• SELECTED PASSAGE:
Ready to work from home permanently?

​Remote working, also known as working from home, has become increasingly popular in recent years, especially due to the COVID-19 pandemic. In a recent report by Employment Hero, 40% of New Zealand knowledge workers have embraced a hybrid working arrangement, and 21% work remotely all the time. With the same report also showing that 81% of New Zealand knowledge workers would consider working remotely permanently from now on, remote working is very much still on the rise.

If you’re considering taking a fully remote role, there are plenty of great things about working from home, but also some potential downsides to consider before you get too comfortable with the idea of being in your PJs all day. Here are some of the key pros and cons of remote working:


Flexibility: Remote working offers greater flexibility in terms of work hours and location, which can allow for a better work-life balance, family arrangements, or travelling.

Productivity & autonomy: Remote workers may experience higher productivity and autonomy due to fewer distractions and more control over their work environment – working in trackpants rather than a suit!

• LIST OF TASKS:
**A)** Do these statements agree with the remote working passage? Answer yes or no for each, quoting the words that decide it: (i) The cited report found that 21% of New Zealand knowledge workers work remotely all the time. (ii) The cited report found that 40% of New Zealand knowledge workers work remotely all the time. (iii) Remote workers may face fewer distractions.
**B)** Can you output the remote working passage between "Ready to work" and "on the rise.", inclusive?
The entries have no connection to the remote working passage.

• Natural-language object grounding data:
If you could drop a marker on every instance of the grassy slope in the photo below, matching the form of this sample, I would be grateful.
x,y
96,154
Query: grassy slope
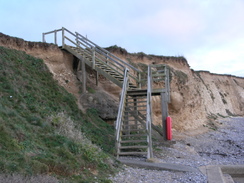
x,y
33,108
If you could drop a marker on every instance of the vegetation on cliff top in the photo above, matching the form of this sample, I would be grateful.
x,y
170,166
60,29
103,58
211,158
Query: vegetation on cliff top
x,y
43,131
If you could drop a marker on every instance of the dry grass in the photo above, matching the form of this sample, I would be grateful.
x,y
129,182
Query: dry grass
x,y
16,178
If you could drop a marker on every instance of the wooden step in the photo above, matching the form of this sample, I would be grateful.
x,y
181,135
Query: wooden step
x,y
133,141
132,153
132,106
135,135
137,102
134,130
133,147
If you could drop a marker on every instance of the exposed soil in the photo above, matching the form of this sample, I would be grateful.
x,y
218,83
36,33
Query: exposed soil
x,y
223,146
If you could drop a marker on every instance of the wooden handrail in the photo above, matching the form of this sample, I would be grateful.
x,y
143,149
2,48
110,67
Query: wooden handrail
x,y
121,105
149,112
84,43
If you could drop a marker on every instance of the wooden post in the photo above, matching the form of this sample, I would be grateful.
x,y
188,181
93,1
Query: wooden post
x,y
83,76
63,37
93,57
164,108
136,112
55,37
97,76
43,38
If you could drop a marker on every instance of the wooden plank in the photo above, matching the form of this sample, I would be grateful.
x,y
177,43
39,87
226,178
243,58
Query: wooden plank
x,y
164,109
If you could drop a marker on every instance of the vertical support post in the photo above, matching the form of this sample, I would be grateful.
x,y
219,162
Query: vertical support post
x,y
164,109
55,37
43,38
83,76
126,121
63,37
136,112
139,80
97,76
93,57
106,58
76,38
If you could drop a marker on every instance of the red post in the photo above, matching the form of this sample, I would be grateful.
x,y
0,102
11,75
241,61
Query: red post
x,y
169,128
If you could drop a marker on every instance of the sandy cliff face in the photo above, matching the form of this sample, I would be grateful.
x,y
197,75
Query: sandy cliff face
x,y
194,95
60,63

• SOLUTIONS TO THE EXERCISE:
**A)**
(i) Yes: "21% work remotely all the time"
(ii) No: "40% of New Zealand knowledge workers have embraced a hybrid working arrangement"
(iii) Yes: "fewer distractions and more control over their work environment"

**B)**
Ready to work from home permanently?

​Remote working, also known as working from home, has become increasingly popular in recent years, especially due to the COVID-19 pandemic. In a recent report by Employment Hero, 40% of New Zealand knowledge workers have embraced a hybrid working arrangement, and 21% work remotely all the time. With the same report also showing that 81% of New Zealand knowledge workers would consider working remotely permanently from now on, remote working is very much still on the rise.